Your goal: Copy each line of the data below that contains the word "standing". Matching is case-sensitive.

Dataset entries:
□ □ □

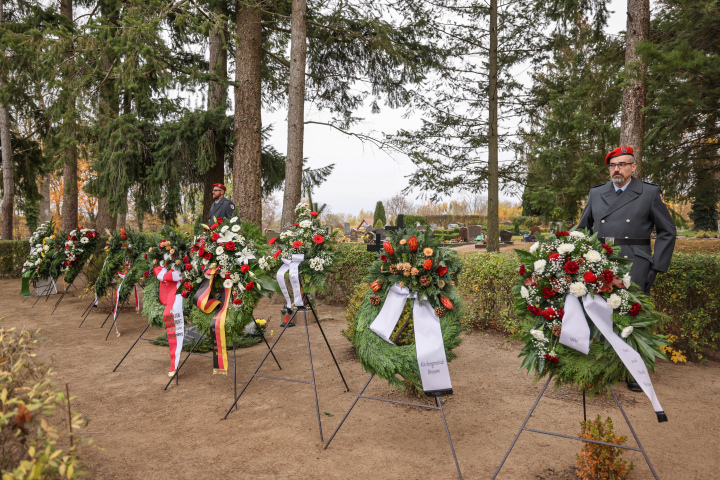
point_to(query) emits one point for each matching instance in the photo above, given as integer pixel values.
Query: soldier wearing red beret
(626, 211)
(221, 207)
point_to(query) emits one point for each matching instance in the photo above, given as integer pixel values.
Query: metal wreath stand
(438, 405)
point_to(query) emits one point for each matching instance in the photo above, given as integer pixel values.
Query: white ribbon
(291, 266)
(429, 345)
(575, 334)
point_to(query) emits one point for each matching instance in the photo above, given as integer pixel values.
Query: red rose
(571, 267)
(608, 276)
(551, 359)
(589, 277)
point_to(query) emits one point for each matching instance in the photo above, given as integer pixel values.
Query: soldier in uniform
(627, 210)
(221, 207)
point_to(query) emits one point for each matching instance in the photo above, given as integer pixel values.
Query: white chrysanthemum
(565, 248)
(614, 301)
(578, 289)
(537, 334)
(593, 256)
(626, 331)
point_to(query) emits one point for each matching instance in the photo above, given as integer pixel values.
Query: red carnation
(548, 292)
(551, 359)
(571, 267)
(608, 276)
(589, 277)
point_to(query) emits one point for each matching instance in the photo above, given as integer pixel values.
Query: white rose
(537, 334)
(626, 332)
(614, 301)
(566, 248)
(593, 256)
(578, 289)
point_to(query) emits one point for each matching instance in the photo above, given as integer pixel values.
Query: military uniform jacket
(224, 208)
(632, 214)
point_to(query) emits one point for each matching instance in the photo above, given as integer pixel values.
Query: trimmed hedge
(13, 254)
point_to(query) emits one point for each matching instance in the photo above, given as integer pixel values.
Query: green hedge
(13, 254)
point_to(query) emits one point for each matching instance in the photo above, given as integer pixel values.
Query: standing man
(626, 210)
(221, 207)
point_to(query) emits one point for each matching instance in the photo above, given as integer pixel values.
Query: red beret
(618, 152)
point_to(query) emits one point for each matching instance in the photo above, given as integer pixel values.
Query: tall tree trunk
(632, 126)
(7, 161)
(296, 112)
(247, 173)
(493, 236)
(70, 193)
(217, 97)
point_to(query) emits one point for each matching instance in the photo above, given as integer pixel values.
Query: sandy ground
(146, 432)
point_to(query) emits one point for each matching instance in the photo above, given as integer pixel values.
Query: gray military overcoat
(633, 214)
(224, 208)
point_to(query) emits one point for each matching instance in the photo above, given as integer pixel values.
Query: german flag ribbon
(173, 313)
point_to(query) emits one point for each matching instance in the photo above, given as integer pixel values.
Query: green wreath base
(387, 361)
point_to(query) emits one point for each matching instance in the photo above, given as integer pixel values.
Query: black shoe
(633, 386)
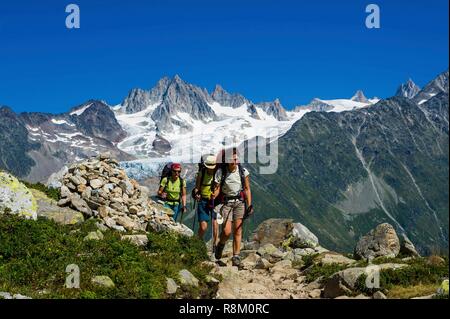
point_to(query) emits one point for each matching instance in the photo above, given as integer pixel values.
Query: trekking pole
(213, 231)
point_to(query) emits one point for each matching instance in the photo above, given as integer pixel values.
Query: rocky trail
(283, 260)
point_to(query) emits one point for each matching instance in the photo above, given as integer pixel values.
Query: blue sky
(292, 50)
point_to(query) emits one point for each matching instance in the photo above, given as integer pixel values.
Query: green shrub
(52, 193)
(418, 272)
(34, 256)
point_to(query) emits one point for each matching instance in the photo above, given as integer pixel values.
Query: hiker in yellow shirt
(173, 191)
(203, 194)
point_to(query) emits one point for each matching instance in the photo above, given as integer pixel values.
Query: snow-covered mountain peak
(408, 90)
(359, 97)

□ □ □

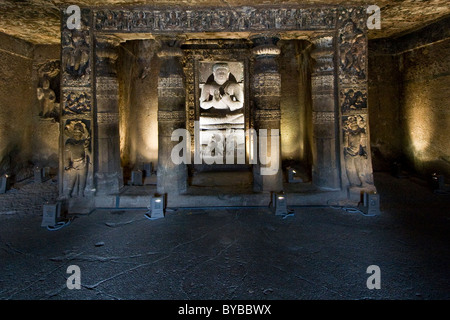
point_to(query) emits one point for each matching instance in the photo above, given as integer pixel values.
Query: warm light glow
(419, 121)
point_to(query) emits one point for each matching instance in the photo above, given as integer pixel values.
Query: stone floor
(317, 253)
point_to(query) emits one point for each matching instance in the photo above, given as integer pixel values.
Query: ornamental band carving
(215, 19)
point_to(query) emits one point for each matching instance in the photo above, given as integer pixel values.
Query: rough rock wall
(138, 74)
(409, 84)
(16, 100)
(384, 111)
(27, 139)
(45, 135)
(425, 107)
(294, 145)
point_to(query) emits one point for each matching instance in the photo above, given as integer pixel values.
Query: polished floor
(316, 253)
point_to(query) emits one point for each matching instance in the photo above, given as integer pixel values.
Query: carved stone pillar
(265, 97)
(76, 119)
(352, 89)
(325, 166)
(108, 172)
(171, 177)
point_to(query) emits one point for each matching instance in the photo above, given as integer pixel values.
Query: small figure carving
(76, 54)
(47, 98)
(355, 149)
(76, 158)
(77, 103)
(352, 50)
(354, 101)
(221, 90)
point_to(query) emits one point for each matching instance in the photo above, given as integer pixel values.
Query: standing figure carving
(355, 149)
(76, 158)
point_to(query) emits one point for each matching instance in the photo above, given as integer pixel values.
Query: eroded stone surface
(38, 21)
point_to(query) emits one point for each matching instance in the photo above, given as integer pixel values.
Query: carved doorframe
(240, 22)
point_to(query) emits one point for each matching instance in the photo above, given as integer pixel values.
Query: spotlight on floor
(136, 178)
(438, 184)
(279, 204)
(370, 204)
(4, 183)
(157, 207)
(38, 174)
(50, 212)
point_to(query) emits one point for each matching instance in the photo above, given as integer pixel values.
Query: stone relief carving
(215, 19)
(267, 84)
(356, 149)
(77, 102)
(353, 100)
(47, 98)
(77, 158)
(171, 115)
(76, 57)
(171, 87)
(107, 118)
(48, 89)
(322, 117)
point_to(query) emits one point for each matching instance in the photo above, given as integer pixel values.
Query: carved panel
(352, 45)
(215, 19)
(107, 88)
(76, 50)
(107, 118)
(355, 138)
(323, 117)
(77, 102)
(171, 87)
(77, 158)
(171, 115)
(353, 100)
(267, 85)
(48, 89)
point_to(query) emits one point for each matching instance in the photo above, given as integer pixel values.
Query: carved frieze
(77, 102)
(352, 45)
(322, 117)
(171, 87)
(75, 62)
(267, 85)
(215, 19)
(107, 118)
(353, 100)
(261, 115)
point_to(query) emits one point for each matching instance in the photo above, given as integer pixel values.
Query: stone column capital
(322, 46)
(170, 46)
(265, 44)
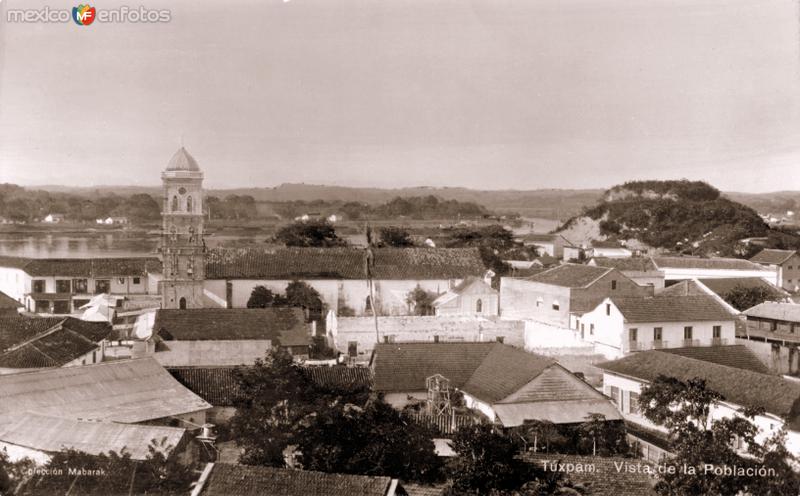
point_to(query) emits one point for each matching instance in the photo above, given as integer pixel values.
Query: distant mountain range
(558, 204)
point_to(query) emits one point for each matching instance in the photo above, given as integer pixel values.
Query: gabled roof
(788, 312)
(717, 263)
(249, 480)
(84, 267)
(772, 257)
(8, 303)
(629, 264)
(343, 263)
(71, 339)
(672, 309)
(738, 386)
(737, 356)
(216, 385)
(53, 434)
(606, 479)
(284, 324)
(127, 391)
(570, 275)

□ □ □

Output:
Query: standing man
Query: standing figure carving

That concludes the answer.